> **DOCUMENT**:
The end of full-time employment can trigger enormously liberating feelings,but it can also cause anxiety and fear.  If you type ‘retirement planning’ into Google, it almost exclusively comes back with articles on financial planning for your retirement.  Sure, this is important, but the psychological aspect of retirement is just as important and one we often neglect.Set aside any financial concerns for now, and ask yourself these six critical questionsto determine if you are psychologically and emotionally ready for this transition. 

 

  • Do you have a plan in place for how you will spend your life post full-time employment?

We plan our weddings and the birth of our children.  Planning what you will do after you retire is just as critical.  You’ll no longer have the structure that employment brings and this can create a void that some find difficult to fill after the initial honeymoon period is over.  Thinking through your plan prior is really important to making the most of this time of your life.  What will you do?  How will you spend your days?  If you are not sure how to progress this, consider completing a course specifically designed to help you develop your What’s Next plan, or work with a coach who can support you to think it through.

(Entries from a pointing dataset)
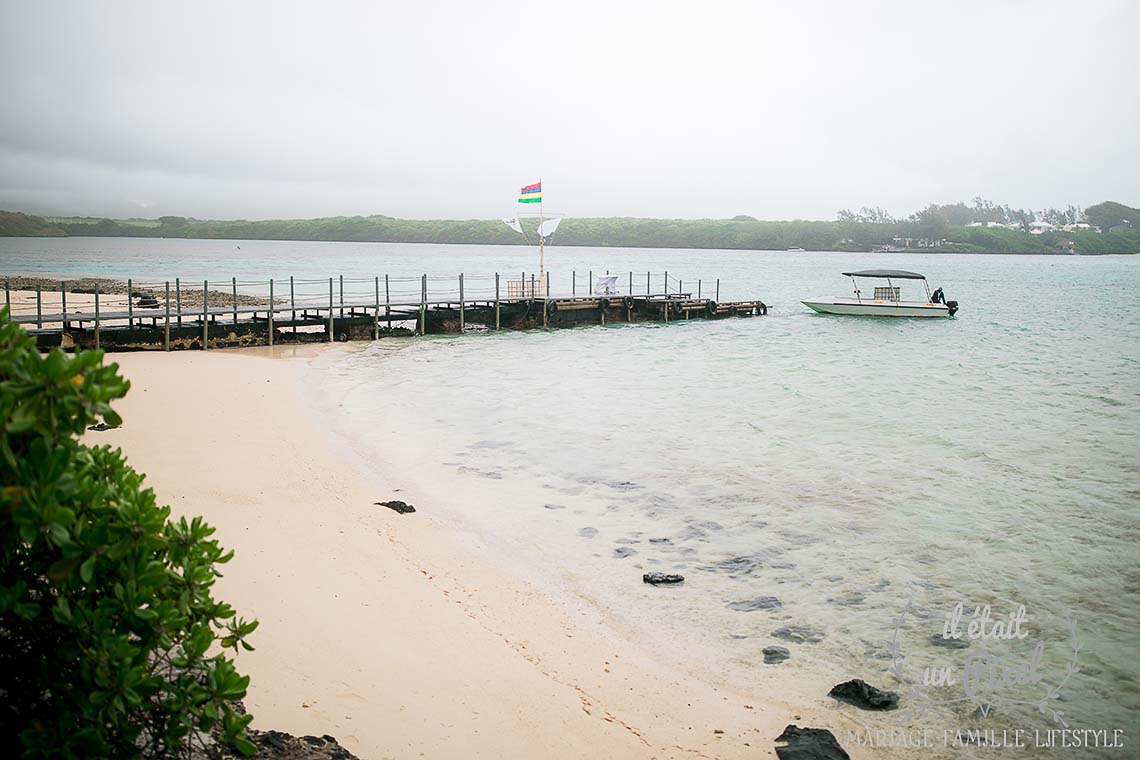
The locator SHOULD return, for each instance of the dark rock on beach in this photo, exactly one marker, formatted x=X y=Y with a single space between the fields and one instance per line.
x=863 y=695
x=938 y=639
x=774 y=655
x=279 y=745
x=758 y=603
x=798 y=635
x=401 y=507
x=808 y=744
x=662 y=579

> **WHAT TO DO**:
A) Answer each question from the passage on retirement readiness:
(i) According to the passage, what does typing 'retirement planning' into Google almost exclusively return?
(ii) How many critical questions does the passage ask readers to consider?
(iii) What two options does the passage suggest for someone unsure how to progress a plan for life after retirement?
B) Output the portion of the passage on retirement readiness from "The end of full-time" up to and including "for this transition.", word for word.
The rows have no connection to the passage on retirement readiness.

> **TASK-BY-TASK OUTPUTS**:
A)
(i) Articles on financial planning for retirement.
(ii) Six.
(iii) Completing a course specifically designed to help develop a What's Next plan, or working with a coach who can help think it through.

B)
The end of full-time employment can trigger enormously liberating feelings,but it can also cause anxiety and fear.  If you type ‘retirement planning’ into Google, it almost exclusively comes back with articles on financial planning for your retirement.  Sure, this is important, but the psychological aspect of retirement is just as important and one we often neglect.Set aside any financial concerns for now, and ask yourself these six critical questionsto determine if you are psychologically and emotionally ready for this transition.